Exercise requirements — Extract the complete listing and output it unchanged.

Available records —
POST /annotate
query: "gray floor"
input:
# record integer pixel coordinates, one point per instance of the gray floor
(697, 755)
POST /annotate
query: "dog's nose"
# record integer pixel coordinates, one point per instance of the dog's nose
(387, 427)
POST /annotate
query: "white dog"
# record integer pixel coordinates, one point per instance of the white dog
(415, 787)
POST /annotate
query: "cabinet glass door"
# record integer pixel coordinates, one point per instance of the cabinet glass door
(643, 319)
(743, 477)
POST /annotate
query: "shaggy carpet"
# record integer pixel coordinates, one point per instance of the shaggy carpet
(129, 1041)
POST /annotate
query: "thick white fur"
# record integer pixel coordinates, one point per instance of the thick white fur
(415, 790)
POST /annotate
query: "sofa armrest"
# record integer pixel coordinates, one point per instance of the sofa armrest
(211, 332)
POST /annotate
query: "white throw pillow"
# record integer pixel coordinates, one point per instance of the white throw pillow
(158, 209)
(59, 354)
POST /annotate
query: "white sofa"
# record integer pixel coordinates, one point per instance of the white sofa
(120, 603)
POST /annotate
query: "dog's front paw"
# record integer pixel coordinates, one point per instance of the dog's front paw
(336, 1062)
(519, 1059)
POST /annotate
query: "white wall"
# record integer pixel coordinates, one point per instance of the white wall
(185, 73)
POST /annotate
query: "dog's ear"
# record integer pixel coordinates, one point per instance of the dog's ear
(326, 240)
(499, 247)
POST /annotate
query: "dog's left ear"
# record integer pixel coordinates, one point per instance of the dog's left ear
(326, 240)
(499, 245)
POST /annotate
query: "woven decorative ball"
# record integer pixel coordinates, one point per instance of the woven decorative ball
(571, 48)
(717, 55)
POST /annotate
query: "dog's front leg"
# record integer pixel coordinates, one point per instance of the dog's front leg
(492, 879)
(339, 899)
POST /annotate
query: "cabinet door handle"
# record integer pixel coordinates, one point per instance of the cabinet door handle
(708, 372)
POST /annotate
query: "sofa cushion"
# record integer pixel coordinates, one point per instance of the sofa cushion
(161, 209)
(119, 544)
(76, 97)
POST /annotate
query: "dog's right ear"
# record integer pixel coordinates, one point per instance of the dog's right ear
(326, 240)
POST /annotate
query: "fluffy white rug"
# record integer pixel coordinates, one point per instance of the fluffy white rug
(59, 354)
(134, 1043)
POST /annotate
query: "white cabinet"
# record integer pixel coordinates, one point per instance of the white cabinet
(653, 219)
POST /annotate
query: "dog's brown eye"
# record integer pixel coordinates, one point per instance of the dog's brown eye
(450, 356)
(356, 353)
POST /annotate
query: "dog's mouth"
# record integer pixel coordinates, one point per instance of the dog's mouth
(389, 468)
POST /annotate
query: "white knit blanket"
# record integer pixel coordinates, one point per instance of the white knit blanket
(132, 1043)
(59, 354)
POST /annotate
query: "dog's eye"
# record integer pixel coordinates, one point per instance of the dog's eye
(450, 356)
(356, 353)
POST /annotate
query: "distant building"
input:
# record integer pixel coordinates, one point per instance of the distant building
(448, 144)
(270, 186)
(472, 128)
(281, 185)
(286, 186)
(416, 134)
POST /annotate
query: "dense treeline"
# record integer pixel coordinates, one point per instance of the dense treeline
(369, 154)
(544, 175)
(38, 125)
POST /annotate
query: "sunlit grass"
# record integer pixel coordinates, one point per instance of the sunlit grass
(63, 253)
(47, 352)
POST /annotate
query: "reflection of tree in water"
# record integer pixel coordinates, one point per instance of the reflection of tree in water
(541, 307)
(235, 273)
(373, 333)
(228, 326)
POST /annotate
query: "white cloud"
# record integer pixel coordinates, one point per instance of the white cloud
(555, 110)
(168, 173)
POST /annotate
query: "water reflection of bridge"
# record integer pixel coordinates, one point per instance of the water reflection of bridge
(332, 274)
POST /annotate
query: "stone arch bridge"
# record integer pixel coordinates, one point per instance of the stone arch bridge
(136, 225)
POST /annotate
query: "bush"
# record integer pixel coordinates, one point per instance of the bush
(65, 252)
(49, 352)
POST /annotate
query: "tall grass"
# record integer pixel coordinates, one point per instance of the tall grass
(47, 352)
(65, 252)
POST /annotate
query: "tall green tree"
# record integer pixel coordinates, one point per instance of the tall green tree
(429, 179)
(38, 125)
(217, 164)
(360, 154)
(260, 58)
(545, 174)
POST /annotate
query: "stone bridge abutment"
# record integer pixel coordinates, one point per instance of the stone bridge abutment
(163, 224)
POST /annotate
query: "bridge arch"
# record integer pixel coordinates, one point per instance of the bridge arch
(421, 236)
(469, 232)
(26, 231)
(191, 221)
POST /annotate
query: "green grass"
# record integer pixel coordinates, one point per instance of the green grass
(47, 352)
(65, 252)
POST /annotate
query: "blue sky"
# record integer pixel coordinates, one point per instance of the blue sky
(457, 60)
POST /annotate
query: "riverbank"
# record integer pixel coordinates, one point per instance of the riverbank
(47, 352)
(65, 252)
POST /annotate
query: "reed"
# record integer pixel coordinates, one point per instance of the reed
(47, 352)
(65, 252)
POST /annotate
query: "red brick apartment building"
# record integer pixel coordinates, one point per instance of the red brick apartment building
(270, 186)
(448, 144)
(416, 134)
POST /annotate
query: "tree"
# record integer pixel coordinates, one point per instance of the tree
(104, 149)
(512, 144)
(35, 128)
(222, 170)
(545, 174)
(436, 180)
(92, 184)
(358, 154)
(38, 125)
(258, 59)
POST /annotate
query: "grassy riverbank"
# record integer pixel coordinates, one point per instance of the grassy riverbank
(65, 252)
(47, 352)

Task answer —
POST /annotate
query: "gray floor"
input:
# record integer pixel coordinates, one point per instance of the gray floor
(697, 755)
POST /annotate
query: "dog's nose"
# record integer pixel coordinates, one point per instance of the dog's nose
(387, 427)
POST /annotate
query: "white dog"
# record integer pixel coordinates, one point per instance of the white dog
(415, 787)
POST /annotate
query: "cabinet glass door"
# record integer pixel coordinates, one point per instance of the cabinet glass door
(643, 319)
(743, 477)
POST /annotate
query: "shaggy carpet"
# record integer pixel coordinates, one point per instance of the shaggy carpet
(129, 1041)
POST /annotate
query: "thick white fur"
# record integer pixel coordinates, one point per instance of the thick white fur
(415, 790)
POST /annotate
query: "sofa armrest"
# record integer pixel coordinates, one point per instance of the sofa armrest
(211, 332)
POST /annotate
query: "white throw pillow"
# record integer pixel coordinates, one point per instance of the white throw pillow
(158, 209)
(59, 354)
POST /annotate
query: "white sofa"
# record integer pixel coordinates, one point per instance of the white sofa
(120, 603)
POST /annotate
query: "dog's front paw"
# record integer pixel coordinates, one point per instance of the dog's front paw
(336, 1062)
(519, 1059)
POST /annotate
query: "white wall"
# record integer pixel coordinates, one point per instance of the white wall
(185, 73)
POST /annotate
query: "dog's ear"
# record integer pixel coordinates, one point per instance of the dog's ear
(326, 240)
(499, 247)
POST /annotate
query: "dog's left ear"
# record integer pixel coordinates, one point per instance of the dog's left ear
(326, 240)
(499, 245)
POST /annotate
query: "woven decorative ball"
# record integer pixel coordinates, one point per instance of the woven decorative ball
(571, 48)
(717, 55)
POST /annotate
query: "dog's front leg"
# record integer pixel coordinates, one point per instance of the dog's front leg
(492, 879)
(339, 899)
POST /annotate
query: "cabinet door handle"
# record integer pixel coordinates, one point per instance of the cabinet door handle
(708, 372)
POST /annotate
query: "sofa cushion"
# record integer pixel coordinates, one point per instance of the sofa cushion
(161, 209)
(119, 544)
(76, 97)
POST /annotate
query: "dog's right ear"
# record integer pixel coordinates, one point per instance of the dog's right ear
(326, 240)
POST /annotate
query: "fluffy white rug"
# record integer pixel coordinates, one point per instance of the fluffy white rug
(59, 354)
(134, 1043)
POST /annotate
query: "white cabinet"
# record integer pixel coordinates, one point per instance of the white cabinet
(653, 219)
POST /annotate
query: "dog's brown eye"
# record integer pixel coordinates, one point per instance of the dog's brown eye
(450, 356)
(356, 353)
POST /annotate
query: "dog's mouth"
# record integer pixel coordinates, one point per instance of the dog's mouth
(389, 468)
POST /annotate
query: "white knit blanket"
# record integer pixel coordinates, one point per instance of the white knit blanket
(132, 1043)
(59, 354)
POST /annotate
query: "dog's eye"
# record integer pixel coordinates, one point per instance of the dog's eye
(450, 356)
(356, 353)
POST /annotate
query: "distant building"
input:
# record integer pixel coordinates, one point per instance of the distant building
(448, 144)
(270, 186)
(472, 128)
(281, 185)
(286, 186)
(416, 134)
POST /annotate
query: "dense treeline"
# record integer pixel coordinates, one point per instance of the dense treeline
(369, 154)
(544, 175)
(38, 125)
POST /annotate
query: "sunlit grass"
# record integer pixel coordinates, one point per instance of the sunlit grass
(63, 253)
(47, 352)
POST /annotate
query: "reflection of tree in water"
# record integer pixel coordinates, one point per instance of the reflection of tree in water
(541, 307)
(235, 273)
(373, 333)
(228, 326)
POST /annotate
query: "white cloud"
# record integer pixel coordinates, one point per instance of the white cloud
(555, 110)
(168, 173)
POST /annotate
query: "water reflection of bridge"
# record integer pixel coordinates, one point per instance of the water reflection of bridge
(332, 274)
POST /annotate
query: "stone arch bridge"
# record integer pixel coordinates, one point per instance of the stone arch bridge
(136, 225)
POST /annotate
query: "bush"
# record integer pixel coordinates, one point per instance of the bush
(65, 252)
(49, 352)
POST /annotate
query: "tall grass"
# record integer pixel coordinates, one point per instance of the tall grass
(47, 352)
(65, 252)
POST /annotate
query: "tall green tree"
# record integer pixel coordinates, one point per instance of the tall green tree
(429, 179)
(38, 125)
(217, 164)
(360, 154)
(260, 58)
(545, 174)
POST /annotate
query: "stone bridge abutment"
# record integer pixel coordinates, one point per instance of the stone bridge abutment
(163, 224)
POST /annotate
query: "bridge arch"
# record integer pixel coordinates, one point per instance of the bridge arch
(421, 236)
(469, 232)
(26, 231)
(191, 221)
POST /annotate
query: "green grass"
# record integer pixel coordinates, one point per instance of the green grass
(47, 352)
(65, 252)
POST /annotate
query: "blue sky"
# record integer pixel coordinates, one point per instance of the blue sky
(457, 60)
POST /annotate
query: "riverbank"
# record integer pixel coordinates, one point per instance of the riverbank
(47, 352)
(65, 252)
POST /annotate
query: "reed"
# record integer pixel coordinates, one point per instance of the reed
(47, 352)
(65, 252)
POST /annotate
query: "red brick apartment building"
# record integer pixel coordinates, one point per instance of the red brick apartment building
(270, 186)
(448, 144)
(416, 134)
POST /annotate
query: "tree"
# record integer pixel coordinates, one point per instance of the tree
(104, 149)
(512, 144)
(35, 128)
(222, 170)
(545, 174)
(436, 180)
(92, 184)
(358, 154)
(38, 125)
(258, 59)
POST /annotate
query: "grassy riverbank"
# record integer pixel coordinates, one point per instance of the grassy riverbank
(65, 252)
(47, 352)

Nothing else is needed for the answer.